## Task to carry out
Copy out the records below, swapping every "instance" for "occurrence" and leaving everything else unchanged. Leave the pictures out of the copy.
******************************
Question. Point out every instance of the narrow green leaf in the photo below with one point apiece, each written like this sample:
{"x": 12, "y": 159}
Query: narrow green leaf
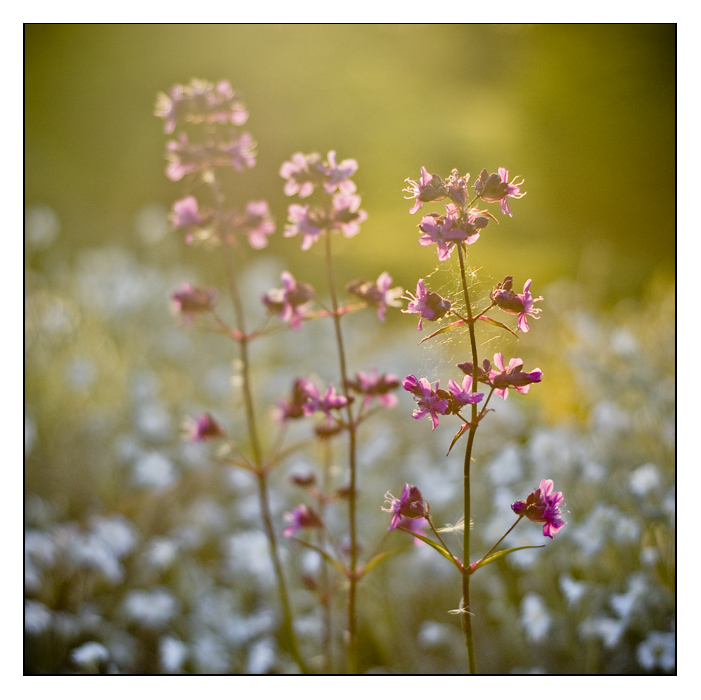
{"x": 503, "y": 553}
{"x": 497, "y": 323}
{"x": 463, "y": 429}
{"x": 433, "y": 544}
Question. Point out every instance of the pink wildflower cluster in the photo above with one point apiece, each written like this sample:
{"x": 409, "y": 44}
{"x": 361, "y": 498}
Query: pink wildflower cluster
{"x": 339, "y": 212}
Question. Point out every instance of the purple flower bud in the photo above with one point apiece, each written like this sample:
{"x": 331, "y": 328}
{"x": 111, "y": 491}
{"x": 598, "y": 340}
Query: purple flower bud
{"x": 189, "y": 300}
{"x": 429, "y": 188}
{"x": 302, "y": 517}
{"x": 410, "y": 505}
{"x": 496, "y": 188}
{"x": 205, "y": 427}
{"x": 428, "y": 305}
{"x": 377, "y": 293}
{"x": 543, "y": 506}
{"x": 289, "y": 302}
{"x": 518, "y": 304}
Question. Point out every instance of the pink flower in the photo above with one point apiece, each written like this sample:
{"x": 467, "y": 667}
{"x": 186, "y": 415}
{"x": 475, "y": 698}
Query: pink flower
{"x": 429, "y": 188}
{"x": 430, "y": 402}
{"x": 543, "y": 506}
{"x": 301, "y": 222}
{"x": 375, "y": 384}
{"x": 427, "y": 304}
{"x": 339, "y": 175}
{"x": 450, "y": 228}
{"x": 511, "y": 376}
{"x": 377, "y": 293}
{"x": 189, "y": 300}
{"x": 410, "y": 505}
{"x": 257, "y": 224}
{"x": 518, "y": 304}
{"x": 289, "y": 302}
{"x": 496, "y": 188}
{"x": 205, "y": 427}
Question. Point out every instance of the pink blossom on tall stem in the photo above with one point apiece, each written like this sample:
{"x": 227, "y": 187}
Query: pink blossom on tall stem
{"x": 518, "y": 304}
{"x": 511, "y": 376}
{"x": 303, "y": 174}
{"x": 409, "y": 505}
{"x": 462, "y": 394}
{"x": 429, "y": 188}
{"x": 375, "y": 385}
{"x": 497, "y": 188}
{"x": 328, "y": 402}
{"x": 429, "y": 305}
{"x": 204, "y": 428}
{"x": 378, "y": 293}
{"x": 289, "y": 302}
{"x": 451, "y": 228}
{"x": 339, "y": 174}
{"x": 543, "y": 506}
{"x": 346, "y": 215}
{"x": 430, "y": 402}
{"x": 189, "y": 300}
{"x": 257, "y": 224}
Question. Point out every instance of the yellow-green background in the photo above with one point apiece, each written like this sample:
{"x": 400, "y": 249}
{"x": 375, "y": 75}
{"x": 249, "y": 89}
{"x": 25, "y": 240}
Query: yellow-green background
{"x": 585, "y": 113}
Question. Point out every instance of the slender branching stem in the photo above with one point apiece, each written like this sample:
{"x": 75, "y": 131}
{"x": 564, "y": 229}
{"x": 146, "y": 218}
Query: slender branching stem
{"x": 467, "y": 616}
{"x": 352, "y": 429}
{"x": 260, "y": 468}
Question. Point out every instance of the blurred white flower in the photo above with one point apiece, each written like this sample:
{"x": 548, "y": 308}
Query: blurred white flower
{"x": 210, "y": 654}
{"x": 153, "y": 470}
{"x": 153, "y": 421}
{"x": 261, "y": 656}
{"x": 644, "y": 479}
{"x": 161, "y": 553}
{"x": 37, "y": 617}
{"x": 658, "y": 651}
{"x": 173, "y": 654}
{"x": 605, "y": 628}
{"x": 81, "y": 373}
{"x": 505, "y": 467}
{"x": 116, "y": 532}
{"x": 535, "y": 617}
{"x": 572, "y": 590}
{"x": 89, "y": 656}
{"x": 153, "y": 608}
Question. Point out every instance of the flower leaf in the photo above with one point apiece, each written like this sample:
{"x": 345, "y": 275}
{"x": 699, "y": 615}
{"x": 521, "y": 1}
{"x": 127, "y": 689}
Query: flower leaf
{"x": 433, "y": 544}
{"x": 497, "y": 323}
{"x": 503, "y": 553}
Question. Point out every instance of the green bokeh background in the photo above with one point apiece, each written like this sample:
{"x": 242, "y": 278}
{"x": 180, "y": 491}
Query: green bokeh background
{"x": 585, "y": 113}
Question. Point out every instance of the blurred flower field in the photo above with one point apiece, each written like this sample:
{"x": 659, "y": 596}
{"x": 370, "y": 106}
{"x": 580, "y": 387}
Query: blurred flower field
{"x": 144, "y": 553}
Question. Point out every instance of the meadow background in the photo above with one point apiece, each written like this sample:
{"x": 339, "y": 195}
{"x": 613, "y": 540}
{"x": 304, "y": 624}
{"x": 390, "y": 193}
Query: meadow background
{"x": 134, "y": 541}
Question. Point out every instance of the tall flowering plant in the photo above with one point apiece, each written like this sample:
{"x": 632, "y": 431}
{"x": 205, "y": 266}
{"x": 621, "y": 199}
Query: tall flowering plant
{"x": 208, "y": 148}
{"x": 460, "y": 226}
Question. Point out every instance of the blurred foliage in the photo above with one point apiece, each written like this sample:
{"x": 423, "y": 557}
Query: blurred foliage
{"x": 148, "y": 547}
{"x": 585, "y": 113}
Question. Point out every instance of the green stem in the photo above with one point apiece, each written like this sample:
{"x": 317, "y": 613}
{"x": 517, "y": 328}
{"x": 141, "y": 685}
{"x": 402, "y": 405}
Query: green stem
{"x": 501, "y": 539}
{"x": 467, "y": 613}
{"x": 352, "y": 613}
{"x": 261, "y": 470}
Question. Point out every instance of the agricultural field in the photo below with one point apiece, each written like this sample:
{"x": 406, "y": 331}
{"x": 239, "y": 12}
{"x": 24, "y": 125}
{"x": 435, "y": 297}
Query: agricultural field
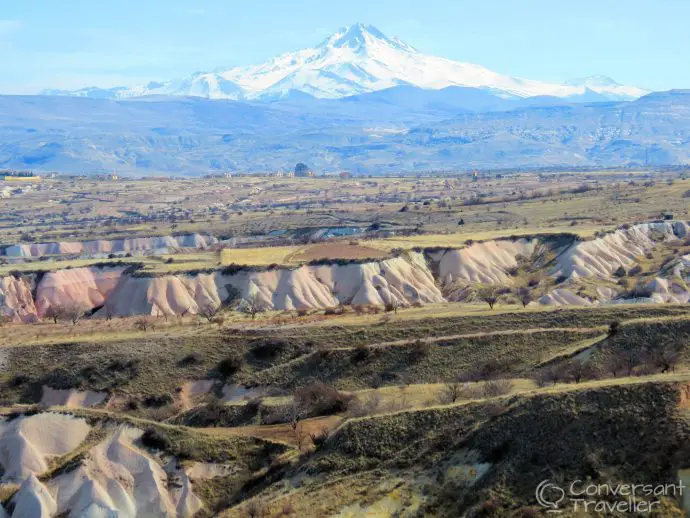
{"x": 274, "y": 347}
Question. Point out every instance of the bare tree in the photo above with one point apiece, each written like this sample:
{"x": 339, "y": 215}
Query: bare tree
{"x": 74, "y": 312}
{"x": 209, "y": 310}
{"x": 524, "y": 295}
{"x": 54, "y": 312}
{"x": 253, "y": 306}
{"x": 452, "y": 391}
{"x": 142, "y": 324}
{"x": 489, "y": 295}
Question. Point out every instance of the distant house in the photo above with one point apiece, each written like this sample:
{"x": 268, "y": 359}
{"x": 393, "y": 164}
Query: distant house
{"x": 18, "y": 176}
{"x": 303, "y": 171}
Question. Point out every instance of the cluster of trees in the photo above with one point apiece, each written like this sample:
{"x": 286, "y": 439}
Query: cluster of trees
{"x": 626, "y": 362}
{"x": 491, "y": 293}
{"x": 74, "y": 311}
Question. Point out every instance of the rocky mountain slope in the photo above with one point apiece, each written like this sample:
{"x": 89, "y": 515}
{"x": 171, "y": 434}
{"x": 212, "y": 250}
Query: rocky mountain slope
{"x": 558, "y": 269}
{"x": 357, "y": 59}
{"x": 381, "y": 132}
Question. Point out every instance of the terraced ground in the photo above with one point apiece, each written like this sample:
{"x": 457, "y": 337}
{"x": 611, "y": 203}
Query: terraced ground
******************************
## Final result
Question. Point out every occurrence of the narrow green leaf in the photo below with one point apiece, each written like this sample:
{"x": 12, "y": 159}
Query: narrow green leaf
{"x": 503, "y": 553}
{"x": 497, "y": 323}
{"x": 463, "y": 429}
{"x": 433, "y": 544}
Question. Point out every occurrence of the pink wildflower cluster in the photo above with one point apiece, each written like this sample:
{"x": 409, "y": 44}
{"x": 361, "y": 498}
Query: pink wildflower cluster
{"x": 339, "y": 212}
Question. Point out every occurrence of the purple flower bud in the photo above with one point apiece, each written like this sample:
{"x": 331, "y": 328}
{"x": 111, "y": 491}
{"x": 598, "y": 340}
Query: purple flower bud
{"x": 189, "y": 300}
{"x": 429, "y": 188}
{"x": 302, "y": 517}
{"x": 410, "y": 505}
{"x": 496, "y": 188}
{"x": 205, "y": 427}
{"x": 428, "y": 305}
{"x": 377, "y": 293}
{"x": 543, "y": 506}
{"x": 289, "y": 302}
{"x": 518, "y": 304}
Question. Point out every occurrence of the pink flower in the photo above with one point apiece, each written like this sample:
{"x": 467, "y": 667}
{"x": 186, "y": 415}
{"x": 475, "y": 698}
Query: pink flower
{"x": 429, "y": 188}
{"x": 430, "y": 402}
{"x": 543, "y": 506}
{"x": 301, "y": 222}
{"x": 375, "y": 384}
{"x": 427, "y": 304}
{"x": 339, "y": 175}
{"x": 450, "y": 228}
{"x": 511, "y": 376}
{"x": 377, "y": 293}
{"x": 189, "y": 300}
{"x": 410, "y": 505}
{"x": 257, "y": 224}
{"x": 518, "y": 304}
{"x": 289, "y": 302}
{"x": 496, "y": 188}
{"x": 205, "y": 427}
Question. Point out every occurrence of the pink blossom on tall stem in the photo above with one point apiece, each written like this sample:
{"x": 227, "y": 187}
Query: pink blossom on tall stem
{"x": 518, "y": 304}
{"x": 511, "y": 376}
{"x": 303, "y": 174}
{"x": 409, "y": 505}
{"x": 462, "y": 394}
{"x": 429, "y": 188}
{"x": 375, "y": 385}
{"x": 497, "y": 188}
{"x": 328, "y": 402}
{"x": 429, "y": 305}
{"x": 204, "y": 428}
{"x": 378, "y": 293}
{"x": 289, "y": 302}
{"x": 451, "y": 228}
{"x": 339, "y": 174}
{"x": 543, "y": 506}
{"x": 346, "y": 215}
{"x": 430, "y": 402}
{"x": 189, "y": 300}
{"x": 257, "y": 224}
Question. Point out every occurrence of the yellow-green background in the photo above with one point apiece, each written like this sample:
{"x": 400, "y": 249}
{"x": 375, "y": 75}
{"x": 249, "y": 89}
{"x": 25, "y": 240}
Query: yellow-green background
{"x": 585, "y": 113}
Question. Point out every occurrence of the slender branching stem in the photo above with one point apiece, each written like this sample:
{"x": 75, "y": 131}
{"x": 564, "y": 229}
{"x": 146, "y": 218}
Query: slender branching stem
{"x": 467, "y": 616}
{"x": 352, "y": 429}
{"x": 260, "y": 468}
Question. Point out every occurrence of the blurred white flower in the photo above with one point apiece, each written like this sample:
{"x": 548, "y": 308}
Query: blurred white flower
{"x": 210, "y": 654}
{"x": 153, "y": 470}
{"x": 153, "y": 421}
{"x": 261, "y": 656}
{"x": 644, "y": 479}
{"x": 161, "y": 553}
{"x": 37, "y": 617}
{"x": 658, "y": 651}
{"x": 173, "y": 654}
{"x": 605, "y": 628}
{"x": 81, "y": 373}
{"x": 505, "y": 467}
{"x": 116, "y": 532}
{"x": 535, "y": 617}
{"x": 572, "y": 590}
{"x": 89, "y": 656}
{"x": 153, "y": 608}
Question. Point out every occurrence of the flower leaf in the photo above with one point apiece, each written like this sample:
{"x": 345, "y": 275}
{"x": 699, "y": 615}
{"x": 521, "y": 1}
{"x": 127, "y": 689}
Query: flower leaf
{"x": 433, "y": 544}
{"x": 497, "y": 323}
{"x": 503, "y": 553}
Question. Point out every occurrence of the green bokeh background in the photo above with one point apiece, each written like this sample:
{"x": 242, "y": 278}
{"x": 180, "y": 491}
Query: green bokeh background
{"x": 585, "y": 113}
Question. Point out every occurrence of the blurred flower field in the photo above with one point apiece, each written like this sample:
{"x": 659, "y": 596}
{"x": 370, "y": 106}
{"x": 580, "y": 387}
Query: blurred flower field
{"x": 144, "y": 553}
Question. Point out every occurrence of the meadow background in the photo above with one point apiece, each written like this sample:
{"x": 339, "y": 195}
{"x": 613, "y": 540}
{"x": 304, "y": 624}
{"x": 390, "y": 193}
Query: meadow background
{"x": 134, "y": 541}
Question. Point out every occurrence of the tall flowering plant in the photo above with one point apiece, each written like this sample:
{"x": 632, "y": 431}
{"x": 205, "y": 266}
{"x": 621, "y": 199}
Query: tall flowering plant
{"x": 208, "y": 148}
{"x": 460, "y": 226}
Question. Point out every occurrence of the blurred foliage in the photo above with one point apiece, each written like this sample:
{"x": 423, "y": 557}
Query: blurred foliage
{"x": 148, "y": 547}
{"x": 585, "y": 113}
Question. Point out every occurrence of the green stem in the photo above with one point apiece, each written like this sample:
{"x": 317, "y": 613}
{"x": 517, "y": 328}
{"x": 141, "y": 685}
{"x": 402, "y": 405}
Query: green stem
{"x": 501, "y": 539}
{"x": 467, "y": 613}
{"x": 352, "y": 613}
{"x": 261, "y": 470}
Question. Point out every occurrence of the agricultural field in the photo below with one point apiece, each written like this sample:
{"x": 406, "y": 331}
{"x": 239, "y": 12}
{"x": 24, "y": 125}
{"x": 435, "y": 297}
Query: agricultural field
{"x": 274, "y": 347}
Question. Point out every occurrence of the bare tree in the photo above with one point apiece, each written like this sample:
{"x": 339, "y": 215}
Query: bare tree
{"x": 74, "y": 312}
{"x": 209, "y": 310}
{"x": 524, "y": 295}
{"x": 54, "y": 312}
{"x": 253, "y": 306}
{"x": 452, "y": 391}
{"x": 142, "y": 324}
{"x": 489, "y": 295}
Question. Point out every occurrence of the distant house in the photo above with one point apiece, each written like this sample:
{"x": 268, "y": 359}
{"x": 393, "y": 164}
Query: distant house
{"x": 18, "y": 176}
{"x": 303, "y": 171}
Question. Point out every occurrence of the cluster of trees in the photo above with one point apiece, each written like this sample:
{"x": 286, "y": 439}
Query: cluster of trees
{"x": 626, "y": 362}
{"x": 491, "y": 293}
{"x": 74, "y": 311}
Question. Point out every occurrence of the rocky mountain slope in the photo above with one point apiece, each written like this sample:
{"x": 89, "y": 515}
{"x": 171, "y": 434}
{"x": 212, "y": 250}
Query: rocky mountain slope
{"x": 558, "y": 269}
{"x": 357, "y": 59}
{"x": 381, "y": 132}
Question. Point out every occurrence of the terraced ground in the photo above with one point apiece, each written like this sample:
{"x": 457, "y": 337}
{"x": 611, "y": 203}
Query: terraced ground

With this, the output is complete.